* [Goal]:
How many lines in the items below contain the string "covered", matching case exactly? Reply with the number alone.
--- start Provided entries ---
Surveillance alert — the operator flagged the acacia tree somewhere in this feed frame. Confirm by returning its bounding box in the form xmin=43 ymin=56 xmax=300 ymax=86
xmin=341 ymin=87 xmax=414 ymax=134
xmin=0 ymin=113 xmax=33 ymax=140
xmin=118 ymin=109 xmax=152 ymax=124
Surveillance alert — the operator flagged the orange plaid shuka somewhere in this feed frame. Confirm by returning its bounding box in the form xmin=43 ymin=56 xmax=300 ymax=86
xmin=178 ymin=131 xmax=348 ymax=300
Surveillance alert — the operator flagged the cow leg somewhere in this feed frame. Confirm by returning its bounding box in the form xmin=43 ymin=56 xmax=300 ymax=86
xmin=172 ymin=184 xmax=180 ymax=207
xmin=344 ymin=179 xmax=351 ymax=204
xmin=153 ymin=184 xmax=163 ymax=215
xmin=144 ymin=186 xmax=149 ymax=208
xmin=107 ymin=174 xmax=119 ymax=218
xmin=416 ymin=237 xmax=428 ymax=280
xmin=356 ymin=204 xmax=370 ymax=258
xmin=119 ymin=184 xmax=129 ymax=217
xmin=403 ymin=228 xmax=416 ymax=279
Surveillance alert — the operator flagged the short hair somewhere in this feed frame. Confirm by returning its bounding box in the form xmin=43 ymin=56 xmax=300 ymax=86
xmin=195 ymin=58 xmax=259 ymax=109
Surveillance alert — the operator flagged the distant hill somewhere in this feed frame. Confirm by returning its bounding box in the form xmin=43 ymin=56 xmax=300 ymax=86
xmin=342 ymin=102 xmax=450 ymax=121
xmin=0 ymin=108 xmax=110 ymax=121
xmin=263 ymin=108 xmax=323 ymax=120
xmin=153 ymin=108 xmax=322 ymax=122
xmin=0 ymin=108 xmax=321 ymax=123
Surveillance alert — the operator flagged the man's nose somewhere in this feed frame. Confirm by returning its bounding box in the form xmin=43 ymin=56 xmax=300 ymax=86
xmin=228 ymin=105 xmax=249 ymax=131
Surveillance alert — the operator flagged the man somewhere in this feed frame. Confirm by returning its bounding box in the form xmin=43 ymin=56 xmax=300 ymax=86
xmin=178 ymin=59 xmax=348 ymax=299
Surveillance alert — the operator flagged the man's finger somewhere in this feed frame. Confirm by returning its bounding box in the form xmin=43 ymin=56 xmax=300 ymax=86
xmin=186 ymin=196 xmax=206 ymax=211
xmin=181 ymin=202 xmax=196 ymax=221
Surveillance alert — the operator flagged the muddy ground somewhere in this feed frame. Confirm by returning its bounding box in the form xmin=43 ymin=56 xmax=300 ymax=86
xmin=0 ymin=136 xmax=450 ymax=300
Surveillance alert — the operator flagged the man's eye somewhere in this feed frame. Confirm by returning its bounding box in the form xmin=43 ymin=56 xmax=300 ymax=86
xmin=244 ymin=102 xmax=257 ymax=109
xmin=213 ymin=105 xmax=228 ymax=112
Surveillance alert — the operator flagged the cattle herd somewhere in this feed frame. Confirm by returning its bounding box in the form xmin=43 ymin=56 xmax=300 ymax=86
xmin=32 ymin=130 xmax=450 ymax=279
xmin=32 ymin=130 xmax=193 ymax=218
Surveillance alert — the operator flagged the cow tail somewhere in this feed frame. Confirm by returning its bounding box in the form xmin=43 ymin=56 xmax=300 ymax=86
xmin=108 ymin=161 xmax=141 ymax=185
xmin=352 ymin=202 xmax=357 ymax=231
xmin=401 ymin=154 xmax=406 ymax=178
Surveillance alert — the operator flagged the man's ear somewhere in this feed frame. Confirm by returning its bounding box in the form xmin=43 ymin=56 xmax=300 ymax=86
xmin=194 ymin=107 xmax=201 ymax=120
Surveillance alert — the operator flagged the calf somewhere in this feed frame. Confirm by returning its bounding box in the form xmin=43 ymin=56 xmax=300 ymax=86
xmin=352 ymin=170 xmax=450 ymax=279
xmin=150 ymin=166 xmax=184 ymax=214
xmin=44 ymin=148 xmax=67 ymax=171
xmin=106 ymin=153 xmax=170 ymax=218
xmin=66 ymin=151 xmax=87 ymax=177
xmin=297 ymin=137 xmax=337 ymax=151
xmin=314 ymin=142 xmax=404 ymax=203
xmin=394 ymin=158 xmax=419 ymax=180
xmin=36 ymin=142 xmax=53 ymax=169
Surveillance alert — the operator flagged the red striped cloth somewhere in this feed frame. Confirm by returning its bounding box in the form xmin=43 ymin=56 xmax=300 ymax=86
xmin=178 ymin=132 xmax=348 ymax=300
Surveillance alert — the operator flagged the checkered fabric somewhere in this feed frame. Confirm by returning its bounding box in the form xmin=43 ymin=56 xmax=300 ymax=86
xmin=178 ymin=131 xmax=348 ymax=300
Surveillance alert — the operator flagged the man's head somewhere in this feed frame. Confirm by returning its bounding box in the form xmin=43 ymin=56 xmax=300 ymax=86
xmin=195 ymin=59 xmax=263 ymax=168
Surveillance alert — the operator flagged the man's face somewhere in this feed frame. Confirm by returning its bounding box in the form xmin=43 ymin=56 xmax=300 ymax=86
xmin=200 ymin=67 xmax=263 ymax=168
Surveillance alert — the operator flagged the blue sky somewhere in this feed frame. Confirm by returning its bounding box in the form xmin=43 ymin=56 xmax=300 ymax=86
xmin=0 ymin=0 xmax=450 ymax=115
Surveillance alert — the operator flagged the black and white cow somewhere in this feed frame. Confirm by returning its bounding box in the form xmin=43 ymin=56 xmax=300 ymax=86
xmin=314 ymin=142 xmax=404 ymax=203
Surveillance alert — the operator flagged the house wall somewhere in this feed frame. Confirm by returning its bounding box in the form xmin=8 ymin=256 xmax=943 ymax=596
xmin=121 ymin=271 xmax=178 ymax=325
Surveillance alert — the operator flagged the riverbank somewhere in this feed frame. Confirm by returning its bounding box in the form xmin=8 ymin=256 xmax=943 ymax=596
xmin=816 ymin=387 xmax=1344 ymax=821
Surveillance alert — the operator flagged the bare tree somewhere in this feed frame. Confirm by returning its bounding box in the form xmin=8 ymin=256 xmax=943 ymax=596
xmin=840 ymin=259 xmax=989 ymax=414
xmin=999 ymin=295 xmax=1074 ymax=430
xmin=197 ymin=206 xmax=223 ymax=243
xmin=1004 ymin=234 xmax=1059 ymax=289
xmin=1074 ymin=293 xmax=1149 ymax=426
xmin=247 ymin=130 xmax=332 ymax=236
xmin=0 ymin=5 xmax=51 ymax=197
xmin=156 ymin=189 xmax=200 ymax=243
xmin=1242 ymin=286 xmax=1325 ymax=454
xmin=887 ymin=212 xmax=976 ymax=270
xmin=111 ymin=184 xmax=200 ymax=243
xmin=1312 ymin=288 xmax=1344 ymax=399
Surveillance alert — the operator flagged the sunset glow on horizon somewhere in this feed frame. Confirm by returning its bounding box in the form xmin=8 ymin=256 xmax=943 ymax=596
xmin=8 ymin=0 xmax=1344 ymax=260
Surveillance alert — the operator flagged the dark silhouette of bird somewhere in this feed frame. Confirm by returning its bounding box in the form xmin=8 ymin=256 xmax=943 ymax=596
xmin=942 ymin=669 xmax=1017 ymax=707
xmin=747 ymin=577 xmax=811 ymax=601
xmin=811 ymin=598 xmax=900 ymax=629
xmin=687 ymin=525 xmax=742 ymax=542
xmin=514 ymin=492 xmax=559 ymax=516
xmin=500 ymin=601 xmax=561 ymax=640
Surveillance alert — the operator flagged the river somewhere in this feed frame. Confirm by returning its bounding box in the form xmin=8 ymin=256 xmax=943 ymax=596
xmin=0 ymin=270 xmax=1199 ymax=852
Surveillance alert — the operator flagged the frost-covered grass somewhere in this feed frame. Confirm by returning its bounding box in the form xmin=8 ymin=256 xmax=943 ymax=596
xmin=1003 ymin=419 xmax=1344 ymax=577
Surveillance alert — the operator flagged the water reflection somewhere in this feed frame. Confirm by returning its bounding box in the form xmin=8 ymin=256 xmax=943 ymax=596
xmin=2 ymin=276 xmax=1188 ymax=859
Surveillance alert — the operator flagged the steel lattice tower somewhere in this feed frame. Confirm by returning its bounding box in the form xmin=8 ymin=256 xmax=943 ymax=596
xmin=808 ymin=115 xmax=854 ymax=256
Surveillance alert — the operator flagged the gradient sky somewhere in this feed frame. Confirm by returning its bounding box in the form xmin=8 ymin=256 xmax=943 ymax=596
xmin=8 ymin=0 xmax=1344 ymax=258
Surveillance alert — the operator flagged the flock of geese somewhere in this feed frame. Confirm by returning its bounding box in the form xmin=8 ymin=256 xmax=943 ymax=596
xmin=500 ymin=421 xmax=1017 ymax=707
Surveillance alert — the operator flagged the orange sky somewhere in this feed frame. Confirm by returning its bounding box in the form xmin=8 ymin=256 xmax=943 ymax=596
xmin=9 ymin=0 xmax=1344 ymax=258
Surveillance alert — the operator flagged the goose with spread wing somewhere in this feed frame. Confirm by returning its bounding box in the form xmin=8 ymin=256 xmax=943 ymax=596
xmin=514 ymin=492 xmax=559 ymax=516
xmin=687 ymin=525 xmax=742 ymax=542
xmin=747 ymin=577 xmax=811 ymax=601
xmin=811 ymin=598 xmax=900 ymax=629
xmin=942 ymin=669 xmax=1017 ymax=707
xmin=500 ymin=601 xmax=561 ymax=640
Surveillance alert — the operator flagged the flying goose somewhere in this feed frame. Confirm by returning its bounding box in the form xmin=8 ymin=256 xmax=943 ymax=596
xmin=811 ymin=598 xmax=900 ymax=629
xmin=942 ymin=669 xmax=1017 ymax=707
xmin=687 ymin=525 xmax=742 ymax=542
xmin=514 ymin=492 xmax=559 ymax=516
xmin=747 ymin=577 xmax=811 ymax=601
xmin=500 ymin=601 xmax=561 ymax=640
--- end Provided entries ---
* [Output]:
1